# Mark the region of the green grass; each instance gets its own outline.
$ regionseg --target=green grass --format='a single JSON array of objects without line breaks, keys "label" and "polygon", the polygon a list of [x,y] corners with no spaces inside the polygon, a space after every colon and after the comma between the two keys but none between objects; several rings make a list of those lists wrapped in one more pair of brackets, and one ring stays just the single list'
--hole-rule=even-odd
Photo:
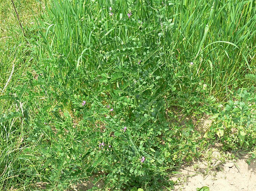
[{"label": "green grass", "polygon": [[253,1],[15,3],[24,35],[0,1],[0,190],[97,175],[156,190],[209,144],[253,153]]}]

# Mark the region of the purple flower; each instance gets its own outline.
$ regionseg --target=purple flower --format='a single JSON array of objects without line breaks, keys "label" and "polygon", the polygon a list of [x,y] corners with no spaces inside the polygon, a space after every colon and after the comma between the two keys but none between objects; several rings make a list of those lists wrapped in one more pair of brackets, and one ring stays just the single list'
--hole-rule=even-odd
[{"label": "purple flower", "polygon": [[144,156],[142,156],[142,158],[141,158],[141,162],[142,163],[144,162],[145,161],[145,157],[144,157]]},{"label": "purple flower", "polygon": [[82,105],[83,106],[85,105],[85,104],[86,104],[86,102],[85,101],[83,101],[83,103],[82,103]]},{"label": "purple flower", "polygon": [[99,148],[101,147],[101,149],[102,149],[104,146],[105,146],[105,144],[104,143],[104,142],[102,142],[102,143],[100,143],[99,145]]},{"label": "purple flower", "polygon": [[128,18],[130,19],[130,17],[132,16],[132,13],[130,12],[130,13],[127,13],[127,16],[128,16]]}]

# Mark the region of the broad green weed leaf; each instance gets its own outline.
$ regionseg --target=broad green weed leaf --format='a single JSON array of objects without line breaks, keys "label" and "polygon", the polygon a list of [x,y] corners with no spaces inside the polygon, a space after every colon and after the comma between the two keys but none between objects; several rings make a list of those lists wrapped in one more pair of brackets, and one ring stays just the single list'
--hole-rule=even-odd
[{"label": "broad green weed leaf", "polygon": [[200,188],[197,188],[196,191],[210,191],[210,188],[208,187],[204,186]]}]

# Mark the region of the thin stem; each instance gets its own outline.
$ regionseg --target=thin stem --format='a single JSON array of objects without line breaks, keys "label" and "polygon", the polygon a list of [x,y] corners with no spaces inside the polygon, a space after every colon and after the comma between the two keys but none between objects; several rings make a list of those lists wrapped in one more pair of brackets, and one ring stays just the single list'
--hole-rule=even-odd
[{"label": "thin stem", "polygon": [[22,25],[21,25],[21,21],[19,20],[19,14],[18,14],[18,12],[17,12],[17,10],[16,10],[16,7],[15,7],[15,5],[14,4],[14,3],[13,2],[13,0],[11,0],[12,1],[12,5],[13,6],[13,8],[14,8],[14,10],[15,10],[15,12],[16,13],[16,16],[17,16],[17,19],[18,20],[18,21],[19,22],[19,26],[21,27],[21,31],[22,31],[22,33],[23,33],[23,34],[25,36],[25,34],[24,33],[24,31],[23,31],[23,28],[22,26]]}]

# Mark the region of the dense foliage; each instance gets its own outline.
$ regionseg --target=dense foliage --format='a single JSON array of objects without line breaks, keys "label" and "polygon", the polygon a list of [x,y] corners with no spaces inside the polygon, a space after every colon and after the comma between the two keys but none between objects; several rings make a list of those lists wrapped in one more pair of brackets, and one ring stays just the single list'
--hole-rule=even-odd
[{"label": "dense foliage", "polygon": [[254,1],[35,4],[0,35],[1,190],[156,190],[212,143],[253,150]]}]

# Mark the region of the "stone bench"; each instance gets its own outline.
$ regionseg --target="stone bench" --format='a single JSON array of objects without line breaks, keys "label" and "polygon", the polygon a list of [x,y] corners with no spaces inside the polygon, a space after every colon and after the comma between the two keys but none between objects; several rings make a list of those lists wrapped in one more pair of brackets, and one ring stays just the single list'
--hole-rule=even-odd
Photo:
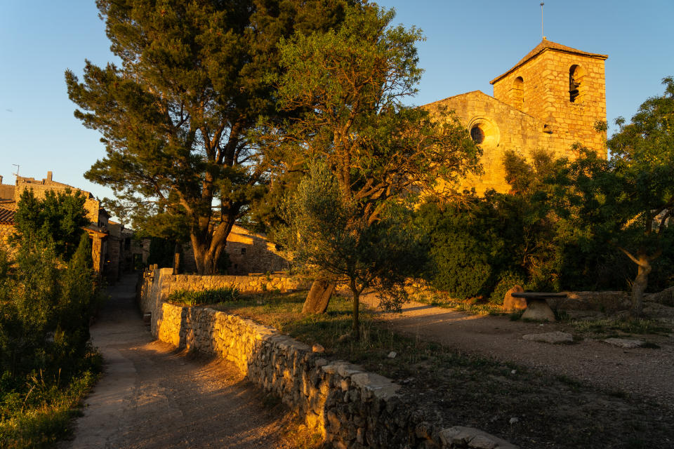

● ● ● ● ●

> [Required work] Find every line in the rows above that contains the string "each", and copy those lines.

> [Answer in full]
# Mark the region of the green grass; each instance gets its own outline.
# Mark the region of the purple flower; each instance gets its own outline.
# Mark the region of the broad green weed leaf; each instance gets its own outline.
# Mark the region of the thin stem; each instance gets its own outline.
# Mark the region of the dense foliage; each instance gets its own outline.
# Mark the region of the "stone bench"; each instance gets its own outline.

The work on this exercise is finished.